Return every line of the data below verbatim, with nothing changed.

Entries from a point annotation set
^^^^^^^^^^^^^^^^

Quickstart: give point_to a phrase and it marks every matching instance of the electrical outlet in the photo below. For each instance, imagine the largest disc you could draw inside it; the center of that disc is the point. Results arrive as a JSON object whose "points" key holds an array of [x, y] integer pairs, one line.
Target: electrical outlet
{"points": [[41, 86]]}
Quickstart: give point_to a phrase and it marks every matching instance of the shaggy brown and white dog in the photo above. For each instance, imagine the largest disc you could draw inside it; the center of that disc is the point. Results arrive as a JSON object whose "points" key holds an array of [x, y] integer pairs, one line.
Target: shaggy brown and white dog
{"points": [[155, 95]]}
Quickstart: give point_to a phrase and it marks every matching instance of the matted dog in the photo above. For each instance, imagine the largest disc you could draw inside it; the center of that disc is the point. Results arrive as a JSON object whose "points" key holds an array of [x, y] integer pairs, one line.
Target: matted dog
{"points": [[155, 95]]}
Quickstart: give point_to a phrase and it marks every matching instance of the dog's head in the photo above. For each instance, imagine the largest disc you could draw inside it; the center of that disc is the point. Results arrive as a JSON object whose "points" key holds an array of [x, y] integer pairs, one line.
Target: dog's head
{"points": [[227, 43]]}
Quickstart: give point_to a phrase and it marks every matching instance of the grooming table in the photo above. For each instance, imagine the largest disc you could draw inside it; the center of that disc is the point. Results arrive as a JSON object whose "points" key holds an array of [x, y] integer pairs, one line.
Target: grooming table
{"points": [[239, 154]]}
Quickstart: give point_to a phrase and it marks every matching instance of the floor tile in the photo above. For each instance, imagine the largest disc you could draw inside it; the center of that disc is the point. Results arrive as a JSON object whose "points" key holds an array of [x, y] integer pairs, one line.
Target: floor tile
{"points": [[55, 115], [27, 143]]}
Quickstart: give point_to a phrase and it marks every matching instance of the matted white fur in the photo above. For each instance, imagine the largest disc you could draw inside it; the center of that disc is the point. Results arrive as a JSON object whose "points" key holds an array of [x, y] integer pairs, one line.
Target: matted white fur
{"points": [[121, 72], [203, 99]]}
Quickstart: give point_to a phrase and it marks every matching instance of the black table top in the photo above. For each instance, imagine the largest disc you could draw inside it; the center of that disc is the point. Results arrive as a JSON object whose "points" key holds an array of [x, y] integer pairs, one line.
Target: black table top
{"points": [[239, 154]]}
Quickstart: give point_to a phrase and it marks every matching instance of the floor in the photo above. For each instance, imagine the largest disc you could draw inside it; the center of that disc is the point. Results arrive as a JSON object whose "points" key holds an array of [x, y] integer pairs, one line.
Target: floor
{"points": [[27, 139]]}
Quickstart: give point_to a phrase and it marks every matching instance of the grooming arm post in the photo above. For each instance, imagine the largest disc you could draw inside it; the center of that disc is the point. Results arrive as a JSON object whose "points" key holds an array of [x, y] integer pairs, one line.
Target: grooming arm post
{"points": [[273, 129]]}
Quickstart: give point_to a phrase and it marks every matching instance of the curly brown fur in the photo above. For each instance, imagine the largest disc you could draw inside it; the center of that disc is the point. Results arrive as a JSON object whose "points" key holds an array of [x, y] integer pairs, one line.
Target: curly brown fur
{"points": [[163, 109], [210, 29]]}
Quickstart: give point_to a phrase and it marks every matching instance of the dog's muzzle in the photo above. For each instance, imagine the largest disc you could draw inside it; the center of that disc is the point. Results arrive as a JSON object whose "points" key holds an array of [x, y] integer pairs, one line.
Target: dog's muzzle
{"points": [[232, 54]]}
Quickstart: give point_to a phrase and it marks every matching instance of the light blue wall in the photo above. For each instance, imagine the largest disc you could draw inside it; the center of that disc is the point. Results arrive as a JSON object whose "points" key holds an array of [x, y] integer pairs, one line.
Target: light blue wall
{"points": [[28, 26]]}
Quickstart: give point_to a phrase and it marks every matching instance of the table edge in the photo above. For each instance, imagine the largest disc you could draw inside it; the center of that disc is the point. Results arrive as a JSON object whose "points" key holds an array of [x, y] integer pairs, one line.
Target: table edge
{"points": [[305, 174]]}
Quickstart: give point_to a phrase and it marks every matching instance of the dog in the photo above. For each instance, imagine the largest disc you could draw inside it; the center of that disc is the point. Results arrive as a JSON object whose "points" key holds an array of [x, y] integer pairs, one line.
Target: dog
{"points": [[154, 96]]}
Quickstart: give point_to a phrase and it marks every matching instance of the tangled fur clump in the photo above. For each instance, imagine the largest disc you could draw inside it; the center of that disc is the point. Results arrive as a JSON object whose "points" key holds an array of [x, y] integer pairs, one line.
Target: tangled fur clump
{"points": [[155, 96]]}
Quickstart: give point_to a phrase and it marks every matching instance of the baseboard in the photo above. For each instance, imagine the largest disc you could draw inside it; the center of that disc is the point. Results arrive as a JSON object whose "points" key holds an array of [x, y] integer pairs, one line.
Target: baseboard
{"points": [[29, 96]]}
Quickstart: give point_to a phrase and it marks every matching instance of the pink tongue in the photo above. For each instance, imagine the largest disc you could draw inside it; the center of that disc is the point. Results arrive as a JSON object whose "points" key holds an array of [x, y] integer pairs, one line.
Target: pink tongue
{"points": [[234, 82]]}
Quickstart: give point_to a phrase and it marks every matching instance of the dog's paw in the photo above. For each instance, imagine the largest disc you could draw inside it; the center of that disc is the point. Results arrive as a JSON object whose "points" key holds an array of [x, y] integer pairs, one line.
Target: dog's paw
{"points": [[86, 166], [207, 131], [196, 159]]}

^^^^^^^^^^^^^^^^

* _Reply to the exercise_
Quickstart: give point_to a phrase and it marks every matching instance of the electrical outlet in the photo below. For each instance, imagine the largest disc you could draw inside it; the center of that disc is the point. Results arrive as a JSON object whose "points" key holds an array of [x, y] integer pairs, one line.
Target: electrical outlet
{"points": [[41, 86]]}
Quickstart: give point_to a phrase and it marks every matching instance of the shaggy brown and white dog in the photo above. For each instance, imagine the largest disc you could draw inside it; the center of that disc is the point. Results arrive as a JSON object whose "points" key holds an array of [x, y] integer pairs, one line.
Target: shaggy brown and white dog
{"points": [[155, 95]]}
Quickstart: give point_to a phrase and it marks every matching instance of the matted dog in the photo above. For each instance, imagine the largest disc you could draw inside it; the center of that disc is the point. Results arrive as a JSON object whose "points" key holds an array of [x, y] integer pairs, one line.
Target: matted dog
{"points": [[155, 95]]}
Quickstart: give point_to a phrase and it marks every matching instance of the dog's head in the photo above. For each instance, imagine the largest disc you could draw inside it; the center of that disc is the point. Results arrive as a JSON object whose "points" key holds an array of [x, y] integer pairs, one line.
Target: dog's head
{"points": [[227, 43]]}
Quickstart: give point_to a phrase and it marks every matching instance of the grooming table in the photo above. For each instance, imagine the largest disc you could draw inside it; the center of that disc is the point. Results arrive as a JSON object whose "points" key holds an array of [x, y] integer pairs, one line.
Target: grooming table
{"points": [[239, 154]]}
Quickstart: give point_to a phrase and it marks every matching instance of the floor tile in the photo above. For each instance, imagine the largest disc you could draw inside it; the center of that disc is the point. Results arrive as a JSON object whose "points" key holds an array of [x, y] integer pairs, one line.
Target: floor tile
{"points": [[55, 115], [27, 143]]}
Quickstart: give point_to a phrase and it marks every matching instance of the matted white fur in the photo above. For each instance, imagine the largest disc you could draw inside it; the center of that disc is the point. Results arrive as a JSON object whose "points" key holds an array of [x, y] integer pairs, one line.
Target: matted white fur
{"points": [[121, 72], [203, 99]]}
Quickstart: give point_to a phrase and it marks every matching instance of the black table top in the photo above. For each instance, imagine the largest disc you could draw inside it; the center of that disc is the point. Results arrive as a JSON object whose "points" key holds an array of [x, y] integer pairs, one line.
Target: black table top
{"points": [[239, 154]]}
Quickstart: give point_to a phrase and it marks every matching instance of the floor in the photo above. For each instance, imagine the largest disc you could draw inside it; the center of that disc is the point. Results arrive as a JSON object whose "points" key holds an array of [x, y] integer pairs, one line.
Target: floor
{"points": [[27, 139]]}
Quickstart: give point_to a phrase and it marks every matching instance of the grooming arm post in the photo above. For each instance, imagine the largest disc you could draw inside it; the center of that disc is the point. Results arrive as a JSON object whose "points" key holds an array of [x, y] integer pairs, one line.
Target: grooming arm post
{"points": [[273, 129]]}
Quickstart: give point_to a phrase and it marks every matching instance of the curly brown fur in the photo above. For each instance, imagine the largest disc you could draw inside it; the center of that disc is the point. Results arrive as a JSON object whose "points" key holds an array of [x, y] integer pairs, one line.
Target: curly brown fur
{"points": [[163, 109], [210, 29]]}
Quickstart: give point_to a phrase and it marks every matching instance of the dog's muzzle in the photo above. For each instance, imagine the largest disc you could draw inside it; the center of that disc is the point. Results arrive as a JSON object whose "points" key holds an array of [x, y] integer pairs, one line.
Target: dog's muzzle
{"points": [[232, 54]]}
Quickstart: give point_to a phrase and it marks every matching instance of the light blue wall in the photo above. For each instance, imagine the largest disc you could draw inside it; the center of that disc is the point. Results arrive as a JSON object whose "points" key holds an array of [x, y] integer pairs, one line.
Target: light blue wall
{"points": [[28, 26]]}
Quickstart: give point_to a phrase and it marks every matching instance of the table edge in the photo above. For each instance, imagine the largest disc you could draw inside it; the center of that disc is the point. Results arrive as a JSON object whose "points" key holds an array of [x, y] integer pairs, one line.
Target: table edge
{"points": [[305, 174]]}
Quickstart: give point_to a phrase and it marks every matching instance of the dog in the photo above. For each instance, imagine the largest disc you could draw inside it; the center of that disc is the point. Results arrive as a JSON object whose "points" key holds an array of [x, y] integer pairs, one line.
Target: dog
{"points": [[154, 96]]}
Quickstart: give point_to a phrase and it marks every matching instance of the tangled fur clump in the photo above. For each instance, imagine the largest disc you could draw inside it; the center of that disc is the point. Results arrive as a JSON object whose "points" key holds an array of [x, y] integer pairs, one line.
Target: tangled fur clump
{"points": [[155, 96]]}
Quickstart: give point_to a phrase and it marks every matching instance of the baseboard in the photo above. For each instance, imagine the largest disc you could draw inside it; the center of that disc is the point. Results arrive as a JSON object whose "points" key holds an array of [x, y] integer pairs, one line.
Target: baseboard
{"points": [[29, 96]]}
Quickstart: give point_to a phrase and it marks every matching instance of the pink tongue in the photo above. For each instance, imagine the largest disc you could draw inside it; the center of that disc is the point. Results arrive as a JSON object whose "points" key holds an array of [x, y] integer pairs, one line.
Target: pink tongue
{"points": [[234, 82]]}
Quickstart: give point_to a phrase and it marks every matching instance of the dog's paw in the photo above. For each instance, imagine the largest disc you could draw inside it; the center of that disc is the point. Results arrive as a JSON object whose "points" key holds an array of [x, y] integer pairs, one line.
Target: dog's paw
{"points": [[86, 166], [207, 131], [196, 159]]}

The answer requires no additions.